> **Input for this task**:
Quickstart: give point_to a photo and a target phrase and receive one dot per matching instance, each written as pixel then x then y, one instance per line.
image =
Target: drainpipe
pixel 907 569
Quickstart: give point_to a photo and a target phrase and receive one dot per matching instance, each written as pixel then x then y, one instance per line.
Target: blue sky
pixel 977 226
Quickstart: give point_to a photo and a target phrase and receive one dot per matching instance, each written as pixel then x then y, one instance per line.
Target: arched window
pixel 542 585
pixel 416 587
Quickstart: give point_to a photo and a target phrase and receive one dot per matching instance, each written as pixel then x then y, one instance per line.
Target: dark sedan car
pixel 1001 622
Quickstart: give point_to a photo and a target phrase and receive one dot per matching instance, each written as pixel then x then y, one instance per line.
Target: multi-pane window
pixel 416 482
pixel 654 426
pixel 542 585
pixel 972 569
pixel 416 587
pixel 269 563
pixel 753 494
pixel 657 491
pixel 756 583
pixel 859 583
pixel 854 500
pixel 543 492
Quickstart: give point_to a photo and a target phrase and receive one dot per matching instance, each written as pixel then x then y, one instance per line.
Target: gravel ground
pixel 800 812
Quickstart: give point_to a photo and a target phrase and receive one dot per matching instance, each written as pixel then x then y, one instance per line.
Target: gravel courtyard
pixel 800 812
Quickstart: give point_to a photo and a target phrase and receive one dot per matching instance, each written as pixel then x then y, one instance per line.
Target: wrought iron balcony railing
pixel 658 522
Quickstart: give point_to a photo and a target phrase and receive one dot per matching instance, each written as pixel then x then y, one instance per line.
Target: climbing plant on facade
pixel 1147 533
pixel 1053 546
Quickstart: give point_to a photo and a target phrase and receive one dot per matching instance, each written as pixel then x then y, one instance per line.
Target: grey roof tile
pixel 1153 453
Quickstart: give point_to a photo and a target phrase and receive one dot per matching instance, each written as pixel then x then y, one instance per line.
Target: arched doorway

> **What you need to do**:
Restate the records, all of them, precisely as written.

> **Answer section**:
Quickstart: give point_to a photo and a target phrase and receive one dot per matching instance, each written as pixel then x then y, one instance per line.
image =
Target: drainpipe
pixel 907 569
Quickstart: give point_to a photo and a target phrase and receive one dot per matching instance, each written as pixel then x then y, one instance per line.
Target: blue sky
pixel 977 226
Quickstart: give point_to a photo and a target phrase and receive one dot per matching instance, each written as pixel then x then y, one instance per line.
Target: arched window
pixel 542 585
pixel 416 587
Quickstart: give point_to a photo and a target phrase and receive one dot per matching instance, each written as pixel then x then y, one instance per line.
Target: dark sedan car
pixel 1001 622
Quickstart: give point_to a photo and a target phrase and receive one dot per matching instance, each written as pixel then x then y, one instance per line.
Target: multi-pane window
pixel 416 482
pixel 654 426
pixel 542 585
pixel 972 569
pixel 416 587
pixel 269 563
pixel 753 494
pixel 657 491
pixel 756 583
pixel 859 583
pixel 854 500
pixel 543 492
Quickstart: give point_to a photo and a target phrase and receive one dot per matching instance, each written as pixel then x then y, one instance per line.
Target: gravel ground
pixel 800 812
Quickstart: give point_to a photo and a target phrase and receive one dot per matching instance, each written as pixel then x then y, one instance per line.
Target: gravel courtyard
pixel 800 812
Quickstart: give point_to a photo and a target phrase and receive one dot per matching instance, each written as pixel then x then y, one instance per line.
Target: wrought iron balcony railing
pixel 658 522
Quickstart: give point_to a photo and a target phrase and receive one dot per matching instance, each written as pixel then x then y, one instance per line.
Target: climbing plant on facade
pixel 1147 533
pixel 1053 546
Quickstart: give point_to a photo and a target phrase and receive one dot per matching instance, each written as pixel then x then y, one instance per line.
Target: grey roof tile
pixel 1153 453
Quickstart: give point_to a photo and a target phrase and receive one dot per matching instance, each written as pixel then x then y, one instance per line.
Target: arched doorway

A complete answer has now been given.